--- EXERCISE BRIEF ---
Transcribe the records word for word. Leave every picture out.

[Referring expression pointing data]
*** Block opens ***
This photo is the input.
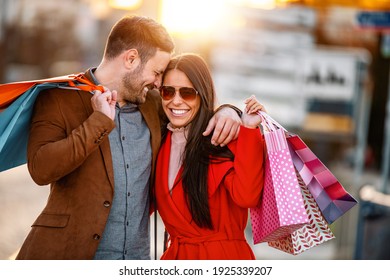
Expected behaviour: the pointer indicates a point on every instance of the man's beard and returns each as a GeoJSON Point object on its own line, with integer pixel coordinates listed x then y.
{"type": "Point", "coordinates": [133, 86]}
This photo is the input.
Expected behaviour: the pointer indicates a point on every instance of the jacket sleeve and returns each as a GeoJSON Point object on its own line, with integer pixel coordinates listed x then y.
{"type": "Point", "coordinates": [245, 181]}
{"type": "Point", "coordinates": [62, 135]}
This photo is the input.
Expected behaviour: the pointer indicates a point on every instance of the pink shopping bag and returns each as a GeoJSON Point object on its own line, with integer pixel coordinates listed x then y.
{"type": "Point", "coordinates": [281, 210]}
{"type": "Point", "coordinates": [310, 235]}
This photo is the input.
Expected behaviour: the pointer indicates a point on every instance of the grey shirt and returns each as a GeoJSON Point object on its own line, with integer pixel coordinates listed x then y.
{"type": "Point", "coordinates": [126, 235]}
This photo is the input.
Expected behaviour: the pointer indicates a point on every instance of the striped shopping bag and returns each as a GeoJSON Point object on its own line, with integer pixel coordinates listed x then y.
{"type": "Point", "coordinates": [16, 105]}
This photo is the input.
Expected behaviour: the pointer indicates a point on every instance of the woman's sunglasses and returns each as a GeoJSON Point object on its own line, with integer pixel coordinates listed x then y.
{"type": "Point", "coordinates": [186, 93]}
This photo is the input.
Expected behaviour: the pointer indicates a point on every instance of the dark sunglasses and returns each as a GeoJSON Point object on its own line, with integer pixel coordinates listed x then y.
{"type": "Point", "coordinates": [186, 93]}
*** Block closes ***
--- SOLUTION ---
This photo is the input.
Expected behaviour: the pointer indicates a point on every instance of the man's beard and returns each as a GeoJSON Point object on its own line, with integer pixel coordinates listed x then y.
{"type": "Point", "coordinates": [133, 86]}
This photo is the input.
Expected behaviour: the pointer indicates a point on every instance of the jacket sleeve and returns each as a GeoJSON Point object on its own line, with integer pixel coordinates listed x then y.
{"type": "Point", "coordinates": [245, 181]}
{"type": "Point", "coordinates": [62, 135]}
This photo is the input.
Expected behaviour: the pointer indicates a point on every instance of the pink shopping bag and returns each as a GeoJSON Point object on its own line, with integer pixel coordinates listed x then y.
{"type": "Point", "coordinates": [281, 210]}
{"type": "Point", "coordinates": [310, 235]}
This photo is the input.
Expected behaviour: the pointer indicates a point on every instance of the grey shirt and returns each as a GeoJSON Point object on its own line, with integer pixel coordinates listed x then y.
{"type": "Point", "coordinates": [126, 235]}
This photo is the input.
Expected behaviour: the pointer indicates a point on every instance of the striped shopping bag and returns each as a GeoJSON Point object on its own line, with integer pixel coordinates listed x then y.
{"type": "Point", "coordinates": [16, 105]}
This photo is the input.
Expected behaviour: the pointer indicates a point on every instance of the woman's sunglasses and returns each as a GeoJSON Point object on its own line, with integer pixel coordinates listed x then y.
{"type": "Point", "coordinates": [186, 93]}
This photo is the input.
Expected behaviour: the pointer indicates a point on every instance of the dark sunglasses and returns each as a GeoJSON Point object on its own line, with integer pixel coordinates listed x then y.
{"type": "Point", "coordinates": [186, 93]}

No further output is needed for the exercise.